Pull out every line of text from the records below and reproduce each one word for word, omitting the pictures.

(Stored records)

━━━━

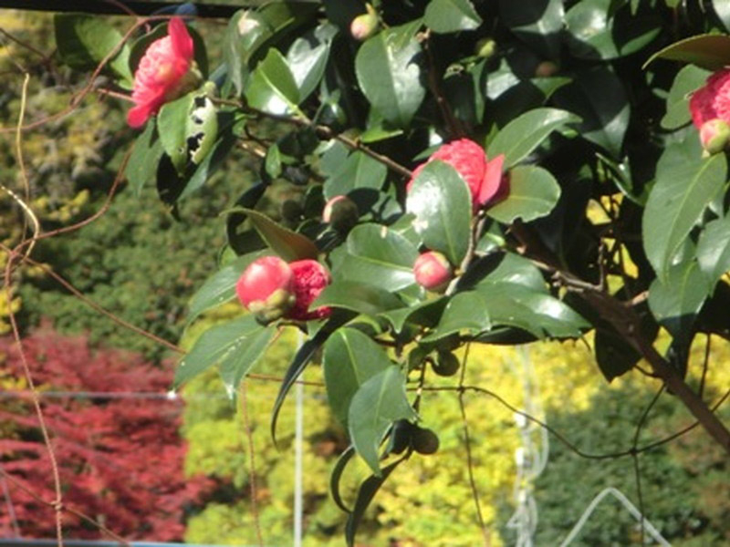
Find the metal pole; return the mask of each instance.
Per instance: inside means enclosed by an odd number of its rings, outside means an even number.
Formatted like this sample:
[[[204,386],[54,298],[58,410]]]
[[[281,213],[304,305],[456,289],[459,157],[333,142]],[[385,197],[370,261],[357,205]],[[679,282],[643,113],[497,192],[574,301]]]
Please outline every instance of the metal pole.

━━━━

FINAL ANSWER -
Find the metal pole; return the mask of each instance.
Per instance: inside means enclosed by an odd number of its rings, outside means an even number.
Formatted like this sample:
[[[204,386],[54,298],[58,410]]]
[[[281,213],[304,305],[456,289],[459,157],[333,142]],[[385,197],[370,261],[357,205]],[[679,282],[643,113],[497,192],[574,301]]]
Please outline every instance of the metal pole.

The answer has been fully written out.